** REQUIRED WORK **
Turn each line of the material below into one string in a JSON list, and leave out any blank lines.

** RECORDS TO USE **
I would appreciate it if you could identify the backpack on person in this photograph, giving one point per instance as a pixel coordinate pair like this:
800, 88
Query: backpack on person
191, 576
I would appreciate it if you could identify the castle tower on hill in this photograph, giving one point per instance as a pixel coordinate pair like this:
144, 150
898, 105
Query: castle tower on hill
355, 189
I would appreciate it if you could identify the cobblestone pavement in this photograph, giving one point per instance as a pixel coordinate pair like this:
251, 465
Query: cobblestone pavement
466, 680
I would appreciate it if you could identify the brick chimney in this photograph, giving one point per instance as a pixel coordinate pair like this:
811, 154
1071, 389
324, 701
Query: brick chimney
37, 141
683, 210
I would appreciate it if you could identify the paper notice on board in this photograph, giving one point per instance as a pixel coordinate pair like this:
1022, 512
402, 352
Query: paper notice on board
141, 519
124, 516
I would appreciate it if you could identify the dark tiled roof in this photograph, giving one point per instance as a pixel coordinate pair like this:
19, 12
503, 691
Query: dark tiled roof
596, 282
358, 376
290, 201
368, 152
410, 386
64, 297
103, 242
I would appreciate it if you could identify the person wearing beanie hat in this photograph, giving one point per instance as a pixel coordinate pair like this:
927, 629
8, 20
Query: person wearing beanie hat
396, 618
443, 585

** CORRECT RESPONSE **
[
  "I would appreciate it if you could identify the backpack on person in this photograph, giving one point per instance as a pixel coordinate pair like this:",
  "800, 88",
  "Query: backpack on person",
  "191, 576",
  "I would appreciate it if you could identify the castle tower on hill in this photograph, giving one point per instance as a pixel coordinate pair like this:",
  "144, 150",
  "898, 105",
  "Query: castle tower on hill",
  "355, 189",
  "I would appreciate it if you could identify the cobblestone pavement in this photograph, giving one point per instance as a pixel coordinate pair like this:",
  "251, 465",
  "Query: cobblestone pavement",
  "466, 680",
  "I would appreciate it if you could identify the brick chimney in this photograph, giving one point per instance as a pixel coordinate pair like this:",
  "811, 154",
  "1071, 389",
  "324, 701",
  "Query: brick chimney",
  "37, 141",
  "683, 210",
  "I would appreciate it if you could identify the paper notice on board in this photograph, giving one point per instance as a pixel coordinate pair like this:",
  "1022, 512",
  "402, 352",
  "Query: paper notice on board",
  "141, 519",
  "124, 516",
  "I would appreciate it if you could identify the dark tiled roof in this photograph, giving one point per instance as a pixel coordinate pair like this:",
  "19, 12",
  "503, 691",
  "Query: dark tiled roof",
  "596, 282",
  "358, 376",
  "290, 201",
  "368, 152",
  "410, 386",
  "64, 297",
  "103, 242",
  "I would appreciate it if you could identify the person wearing beanie hat in this photograph, giving one point per instance as a pixel coordinate pair like this:",
  "927, 629",
  "8, 20",
  "Query: person wearing beanie hat",
  "396, 618",
  "443, 585"
]